╭─ Extracted material

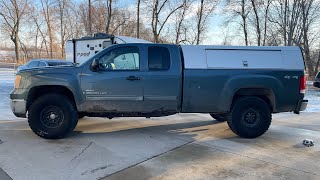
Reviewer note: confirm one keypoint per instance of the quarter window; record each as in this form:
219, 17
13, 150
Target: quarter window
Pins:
123, 58
159, 58
33, 64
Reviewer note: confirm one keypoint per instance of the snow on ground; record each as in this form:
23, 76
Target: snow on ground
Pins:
313, 95
7, 83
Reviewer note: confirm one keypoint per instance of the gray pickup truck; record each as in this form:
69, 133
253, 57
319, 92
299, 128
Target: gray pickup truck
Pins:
242, 85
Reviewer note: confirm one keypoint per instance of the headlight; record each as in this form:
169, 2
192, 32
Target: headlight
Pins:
17, 82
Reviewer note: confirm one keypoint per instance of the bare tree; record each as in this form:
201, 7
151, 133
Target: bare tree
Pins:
62, 8
160, 16
257, 21
12, 13
138, 18
240, 10
47, 7
286, 19
109, 11
204, 11
266, 16
89, 19
180, 21
310, 13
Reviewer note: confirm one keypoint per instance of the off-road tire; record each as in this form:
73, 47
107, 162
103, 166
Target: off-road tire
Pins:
40, 121
219, 117
242, 123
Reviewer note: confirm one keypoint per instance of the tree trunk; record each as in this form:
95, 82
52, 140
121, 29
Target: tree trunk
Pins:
89, 19
109, 16
244, 19
199, 22
138, 19
16, 47
257, 21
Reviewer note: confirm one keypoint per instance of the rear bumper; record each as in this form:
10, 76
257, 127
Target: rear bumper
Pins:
18, 107
301, 106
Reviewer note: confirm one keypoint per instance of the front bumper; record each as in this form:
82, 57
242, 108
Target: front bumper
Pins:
18, 107
301, 106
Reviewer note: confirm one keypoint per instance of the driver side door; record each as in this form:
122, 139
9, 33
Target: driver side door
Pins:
117, 86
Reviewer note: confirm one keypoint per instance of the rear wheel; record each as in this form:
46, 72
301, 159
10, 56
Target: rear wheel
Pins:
52, 116
250, 117
219, 117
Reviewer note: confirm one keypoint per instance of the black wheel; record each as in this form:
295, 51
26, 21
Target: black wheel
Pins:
52, 116
250, 117
219, 117
81, 115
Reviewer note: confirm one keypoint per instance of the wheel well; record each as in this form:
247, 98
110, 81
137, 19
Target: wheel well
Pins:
38, 91
265, 94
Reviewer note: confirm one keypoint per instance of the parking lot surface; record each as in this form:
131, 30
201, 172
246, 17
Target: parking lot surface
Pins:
184, 146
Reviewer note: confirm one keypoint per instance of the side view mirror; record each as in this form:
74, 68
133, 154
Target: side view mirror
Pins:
95, 65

╰─

Find the lines of the listing that contain the string "ground" and give how many there are, with no other words.

2